(Passage)
= = = = = = =

Human rights campaigners in New York City have spent nearly two weeks on hunger strike outside the offices of the United Nations in protest against the rising number of politically motivated executions and death sentences in Egypt.
Thursday, 29 July, marked the 13th day of the hunger strike, organised by the campaign group Stop the Executions in Egypt, led by Egyptian Americans. The dozen or so participants are taking the drastic action in solidarity with hunger strikers in Egyptian prisons and to put pressure on the UN to call a halt to political executions.
An especial focus of the hunger strike is the death sentence for 12 activists, some of whom are senior members of the Muslim Brotherhood, whose death sentences were upheld by the Egyptian court of cassation in June.
The Muslim Brotherhood was elected to the government after the 2011 revolution, only to be overthrown in the coup led by the current president, Abdel Fattah al-Sisi. Since then, the new regime has stopped at nothing to erase their memory from existence.

= = = = = = =

(Raw data)
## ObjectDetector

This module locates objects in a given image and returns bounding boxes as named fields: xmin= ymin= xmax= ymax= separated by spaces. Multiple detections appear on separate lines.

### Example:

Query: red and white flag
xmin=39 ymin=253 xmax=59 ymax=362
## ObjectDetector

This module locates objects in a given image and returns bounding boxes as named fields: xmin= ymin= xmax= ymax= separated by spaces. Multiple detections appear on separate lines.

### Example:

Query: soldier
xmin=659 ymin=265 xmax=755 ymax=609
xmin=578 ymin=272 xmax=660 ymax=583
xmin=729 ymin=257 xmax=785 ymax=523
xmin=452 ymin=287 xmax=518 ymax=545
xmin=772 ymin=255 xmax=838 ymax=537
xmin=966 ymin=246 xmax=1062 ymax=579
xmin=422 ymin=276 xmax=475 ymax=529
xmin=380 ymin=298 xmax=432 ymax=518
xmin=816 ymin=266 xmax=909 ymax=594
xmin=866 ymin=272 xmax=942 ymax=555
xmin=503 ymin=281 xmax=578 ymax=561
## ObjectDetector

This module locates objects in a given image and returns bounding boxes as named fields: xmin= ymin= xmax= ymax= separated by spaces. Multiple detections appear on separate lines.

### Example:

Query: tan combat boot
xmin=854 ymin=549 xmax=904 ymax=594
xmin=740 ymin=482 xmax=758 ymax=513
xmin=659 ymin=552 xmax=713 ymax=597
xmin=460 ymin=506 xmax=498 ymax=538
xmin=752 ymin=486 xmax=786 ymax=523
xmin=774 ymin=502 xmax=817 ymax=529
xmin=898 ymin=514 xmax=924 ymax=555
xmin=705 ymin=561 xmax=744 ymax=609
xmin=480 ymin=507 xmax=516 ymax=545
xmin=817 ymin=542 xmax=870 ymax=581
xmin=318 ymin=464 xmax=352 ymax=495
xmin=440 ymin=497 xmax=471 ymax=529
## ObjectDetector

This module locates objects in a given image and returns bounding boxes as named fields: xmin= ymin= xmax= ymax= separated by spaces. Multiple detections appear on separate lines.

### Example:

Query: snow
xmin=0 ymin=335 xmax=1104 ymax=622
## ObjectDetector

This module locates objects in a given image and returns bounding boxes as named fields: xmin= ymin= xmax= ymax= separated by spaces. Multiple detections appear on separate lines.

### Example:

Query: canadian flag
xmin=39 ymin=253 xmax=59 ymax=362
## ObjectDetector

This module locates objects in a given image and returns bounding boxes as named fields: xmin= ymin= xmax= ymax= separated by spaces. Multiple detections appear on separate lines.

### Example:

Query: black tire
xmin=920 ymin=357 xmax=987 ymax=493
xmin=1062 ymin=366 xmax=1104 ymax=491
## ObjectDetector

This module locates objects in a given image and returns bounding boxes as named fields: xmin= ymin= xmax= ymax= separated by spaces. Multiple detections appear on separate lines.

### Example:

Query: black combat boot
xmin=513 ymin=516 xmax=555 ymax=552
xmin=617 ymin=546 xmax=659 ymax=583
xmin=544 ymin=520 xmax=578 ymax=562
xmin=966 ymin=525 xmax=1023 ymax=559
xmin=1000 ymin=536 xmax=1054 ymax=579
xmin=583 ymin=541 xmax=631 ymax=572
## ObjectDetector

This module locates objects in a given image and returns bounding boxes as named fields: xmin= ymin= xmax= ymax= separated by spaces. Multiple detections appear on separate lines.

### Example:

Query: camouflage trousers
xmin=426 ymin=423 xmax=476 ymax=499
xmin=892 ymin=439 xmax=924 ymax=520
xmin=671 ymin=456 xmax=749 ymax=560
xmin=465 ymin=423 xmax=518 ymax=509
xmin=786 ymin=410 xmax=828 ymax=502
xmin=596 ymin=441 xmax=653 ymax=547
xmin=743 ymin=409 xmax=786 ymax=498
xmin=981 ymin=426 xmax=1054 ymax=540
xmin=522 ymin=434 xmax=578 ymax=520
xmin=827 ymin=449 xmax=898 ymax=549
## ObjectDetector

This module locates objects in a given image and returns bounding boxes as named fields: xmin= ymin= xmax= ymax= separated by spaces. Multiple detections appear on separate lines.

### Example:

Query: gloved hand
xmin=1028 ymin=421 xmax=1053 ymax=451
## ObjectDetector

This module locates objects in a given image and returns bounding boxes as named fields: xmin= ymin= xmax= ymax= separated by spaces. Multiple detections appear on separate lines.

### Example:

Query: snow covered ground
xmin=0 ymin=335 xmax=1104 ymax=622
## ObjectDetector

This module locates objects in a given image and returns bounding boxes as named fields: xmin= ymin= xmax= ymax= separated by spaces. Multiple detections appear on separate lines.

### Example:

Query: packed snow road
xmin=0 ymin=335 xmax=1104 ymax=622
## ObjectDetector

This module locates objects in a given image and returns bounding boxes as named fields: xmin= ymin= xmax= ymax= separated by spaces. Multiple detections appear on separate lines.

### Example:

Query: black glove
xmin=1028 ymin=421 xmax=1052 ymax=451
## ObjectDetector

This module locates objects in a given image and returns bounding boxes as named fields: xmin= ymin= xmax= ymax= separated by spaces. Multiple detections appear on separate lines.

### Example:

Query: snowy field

= = = = = = =

(Assigned task A)
Answer these questions using the hunger strike article:
(i) Which day of the hunger strike fell on Thursday, 29 July?
(ii) How many activists are named as the especial focus of the hunger strike?
(iii) Which court upheld their death sentences in June?
(Assigned task B) Rename "Muslim Brotherhood" as "Brotherhood movement" throughout the part of the hunger strike article that opens with the words containing "Thursday, 29 July, marked" and closes with "memory from existence.".
(Assigned task C) Continue the hunger strike article from the point where it stops.
The entries come from a separate source unrelated to the hunger strike article.

(Task result A)
(i) The 13th day.
(ii) 12 activists.
(iii) The Egyptian court of cassation.

(Task result B)
Thursday, 29 July, marked the 13th day of the hunger strike, organised by the campaign group Stop the Executions in Egypt, led by Egyptian Americans. The dozen or so participants are taking the drastic action in solidarity with hunger strikers in Egyptian prisons and to put pressure on the UN to call a halt to political executions.
An especial focus of the hunger strike is the death sentence for 12 activists, some of whom are senior members of the Brotherhood movement, whose death sentences were upheld by the Egyptian court of cassation in June.
The Brotherhood movement was elected to the government after the 2011 revolution, only to be overthrown in the coup led by the current president, Abdel Fattah al-Sisi. Since then, the new regime has stopped at nothing to erase their memory from existence.

(Task result C)
Despite extremes in the New York weather – from pouring rain to scorching heat – the resolve of the hunger strikers has remained unbroken since they started their action on 17 July. They have launched a social media hashtag, #UNHungerStrike, and have attracted the attention of New Yorkers who pass their protest.
Medhat Kamal, a former international volleyball player, started his fast on the first day of the action, and said on social media that he will continue to refuse food until “the execution penalty is abolished in Egypt against the political activists in the prisons of the Egyptian army coup”.
He told reporters: “We are on a hunger strike to bring attention to the 12 men who are going to get killed by way of execution sanctioned by the Egyptian president. Our goal is to stop the executions of these 12 men and to abolish the practice of state-sanctioned executions in Egyptian law.
“The US is complicit because it has fiscally supported the coup through $1.3 billion in aid. We call on Biden to withdraw US military support to Egypt and push for the release of not just these 12 men but of the tens of thousands of political prisoners in Egyptian jails.”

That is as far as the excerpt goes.